* start Record extracts *

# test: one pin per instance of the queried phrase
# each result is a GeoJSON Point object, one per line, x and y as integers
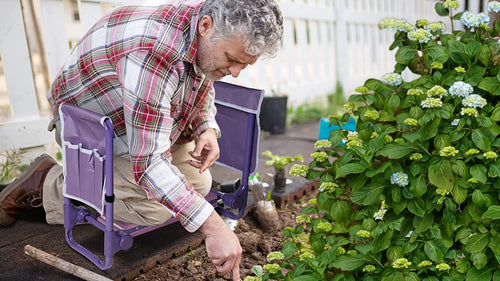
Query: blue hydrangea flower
{"type": "Point", "coordinates": [474, 20]}
{"type": "Point", "coordinates": [392, 79]}
{"type": "Point", "coordinates": [400, 179]}
{"type": "Point", "coordinates": [461, 89]}
{"type": "Point", "coordinates": [474, 101]}
{"type": "Point", "coordinates": [494, 6]}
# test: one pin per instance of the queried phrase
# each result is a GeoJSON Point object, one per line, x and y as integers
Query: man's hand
{"type": "Point", "coordinates": [223, 246]}
{"type": "Point", "coordinates": [206, 150]}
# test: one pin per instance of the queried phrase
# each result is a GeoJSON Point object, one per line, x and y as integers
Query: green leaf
{"type": "Point", "coordinates": [441, 10]}
{"type": "Point", "coordinates": [476, 242]}
{"type": "Point", "coordinates": [343, 277]}
{"type": "Point", "coordinates": [484, 55]}
{"type": "Point", "coordinates": [418, 186]}
{"type": "Point", "coordinates": [308, 277]}
{"type": "Point", "coordinates": [340, 211]}
{"type": "Point", "coordinates": [479, 275]}
{"type": "Point", "coordinates": [472, 48]}
{"type": "Point", "coordinates": [441, 175]}
{"type": "Point", "coordinates": [433, 251]}
{"type": "Point", "coordinates": [346, 262]}
{"type": "Point", "coordinates": [397, 151]}
{"type": "Point", "coordinates": [459, 194]}
{"type": "Point", "coordinates": [436, 53]}
{"type": "Point", "coordinates": [480, 140]}
{"type": "Point", "coordinates": [383, 241]}
{"type": "Point", "coordinates": [431, 130]}
{"type": "Point", "coordinates": [490, 84]}
{"type": "Point", "coordinates": [479, 260]}
{"type": "Point", "coordinates": [493, 213]}
{"type": "Point", "coordinates": [368, 194]}
{"type": "Point", "coordinates": [350, 168]}
{"type": "Point", "coordinates": [417, 207]}
{"type": "Point", "coordinates": [289, 249]}
{"type": "Point", "coordinates": [495, 115]}
{"type": "Point", "coordinates": [479, 173]}
{"type": "Point", "coordinates": [405, 55]}
{"type": "Point", "coordinates": [412, 276]}
{"type": "Point", "coordinates": [474, 75]}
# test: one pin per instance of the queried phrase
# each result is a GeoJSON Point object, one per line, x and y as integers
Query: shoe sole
{"type": "Point", "coordinates": [28, 173]}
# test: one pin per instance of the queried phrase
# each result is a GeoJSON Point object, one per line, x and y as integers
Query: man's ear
{"type": "Point", "coordinates": [205, 26]}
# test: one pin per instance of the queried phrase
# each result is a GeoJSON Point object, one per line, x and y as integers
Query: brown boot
{"type": "Point", "coordinates": [26, 192]}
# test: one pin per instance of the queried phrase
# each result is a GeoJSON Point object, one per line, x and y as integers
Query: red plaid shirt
{"type": "Point", "coordinates": [136, 65]}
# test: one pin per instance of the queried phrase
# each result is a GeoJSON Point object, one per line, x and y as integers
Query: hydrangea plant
{"type": "Point", "coordinates": [415, 193]}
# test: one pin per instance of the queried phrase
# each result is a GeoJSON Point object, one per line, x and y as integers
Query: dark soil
{"type": "Point", "coordinates": [255, 241]}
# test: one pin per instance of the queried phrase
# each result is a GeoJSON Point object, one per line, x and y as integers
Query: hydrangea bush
{"type": "Point", "coordinates": [414, 193]}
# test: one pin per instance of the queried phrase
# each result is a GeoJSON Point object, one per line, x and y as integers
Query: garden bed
{"type": "Point", "coordinates": [256, 244]}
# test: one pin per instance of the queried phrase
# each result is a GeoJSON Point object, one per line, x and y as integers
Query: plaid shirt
{"type": "Point", "coordinates": [136, 65]}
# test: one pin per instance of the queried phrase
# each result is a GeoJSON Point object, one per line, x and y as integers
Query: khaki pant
{"type": "Point", "coordinates": [132, 203]}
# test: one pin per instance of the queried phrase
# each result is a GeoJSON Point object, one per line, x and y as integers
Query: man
{"type": "Point", "coordinates": [150, 67]}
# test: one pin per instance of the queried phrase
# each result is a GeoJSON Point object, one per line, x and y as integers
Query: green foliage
{"type": "Point", "coordinates": [11, 166]}
{"type": "Point", "coordinates": [414, 194]}
{"type": "Point", "coordinates": [281, 161]}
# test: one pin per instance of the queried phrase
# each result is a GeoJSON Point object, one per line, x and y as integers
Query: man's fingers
{"type": "Point", "coordinates": [236, 273]}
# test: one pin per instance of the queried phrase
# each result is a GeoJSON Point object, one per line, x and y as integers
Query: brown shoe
{"type": "Point", "coordinates": [26, 192]}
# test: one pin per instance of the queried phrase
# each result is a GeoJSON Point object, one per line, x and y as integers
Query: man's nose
{"type": "Point", "coordinates": [236, 69]}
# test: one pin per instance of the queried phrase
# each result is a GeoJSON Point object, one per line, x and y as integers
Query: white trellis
{"type": "Point", "coordinates": [325, 41]}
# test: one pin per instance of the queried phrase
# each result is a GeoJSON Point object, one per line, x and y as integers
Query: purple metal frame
{"type": "Point", "coordinates": [118, 235]}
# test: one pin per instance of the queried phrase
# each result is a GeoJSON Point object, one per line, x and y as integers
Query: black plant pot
{"type": "Point", "coordinates": [273, 114]}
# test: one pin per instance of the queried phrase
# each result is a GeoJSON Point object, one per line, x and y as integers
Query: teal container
{"type": "Point", "coordinates": [325, 129]}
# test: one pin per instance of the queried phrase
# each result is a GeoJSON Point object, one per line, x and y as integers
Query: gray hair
{"type": "Point", "coordinates": [258, 22]}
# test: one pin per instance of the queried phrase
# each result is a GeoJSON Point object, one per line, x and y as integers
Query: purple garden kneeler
{"type": "Point", "coordinates": [87, 144]}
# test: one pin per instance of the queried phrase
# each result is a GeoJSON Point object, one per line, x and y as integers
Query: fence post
{"type": "Point", "coordinates": [340, 38]}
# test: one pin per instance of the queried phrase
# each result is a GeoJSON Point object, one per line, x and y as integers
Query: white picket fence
{"type": "Point", "coordinates": [325, 41]}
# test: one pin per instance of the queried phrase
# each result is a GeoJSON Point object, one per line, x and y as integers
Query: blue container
{"type": "Point", "coordinates": [325, 129]}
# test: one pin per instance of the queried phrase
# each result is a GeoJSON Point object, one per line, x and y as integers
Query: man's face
{"type": "Point", "coordinates": [218, 58]}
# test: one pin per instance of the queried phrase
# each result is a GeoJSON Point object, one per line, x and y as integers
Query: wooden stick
{"type": "Point", "coordinates": [63, 265]}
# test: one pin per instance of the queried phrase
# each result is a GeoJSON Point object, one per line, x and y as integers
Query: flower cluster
{"type": "Point", "coordinates": [443, 267]}
{"type": "Point", "coordinates": [303, 218]}
{"type": "Point", "coordinates": [299, 170]}
{"type": "Point", "coordinates": [474, 101]}
{"type": "Point", "coordinates": [319, 156]}
{"type": "Point", "coordinates": [322, 144]}
{"type": "Point", "coordinates": [364, 233]}
{"type": "Point", "coordinates": [272, 268]}
{"type": "Point", "coordinates": [431, 103]}
{"type": "Point", "coordinates": [424, 263]}
{"type": "Point", "coordinates": [421, 35]}
{"type": "Point", "coordinates": [472, 20]}
{"type": "Point", "coordinates": [327, 187]}
{"type": "Point", "coordinates": [416, 156]}
{"type": "Point", "coordinates": [410, 121]}
{"type": "Point", "coordinates": [400, 263]}
{"type": "Point", "coordinates": [372, 114]}
{"type": "Point", "coordinates": [369, 268]}
{"type": "Point", "coordinates": [400, 179]}
{"type": "Point", "coordinates": [448, 151]}
{"type": "Point", "coordinates": [451, 4]}
{"type": "Point", "coordinates": [461, 89]}
{"type": "Point", "coordinates": [392, 79]}
{"type": "Point", "coordinates": [275, 256]}
{"type": "Point", "coordinates": [437, 27]}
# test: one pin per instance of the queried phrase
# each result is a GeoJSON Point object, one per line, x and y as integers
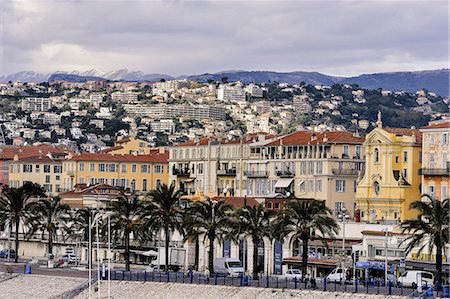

* end Record extracts *

Task goal = Gather every line from the listing above that contains the word "blue", and copy each one out in full.

Output for this task =
Query: blue hydrangea flower
Query: blue container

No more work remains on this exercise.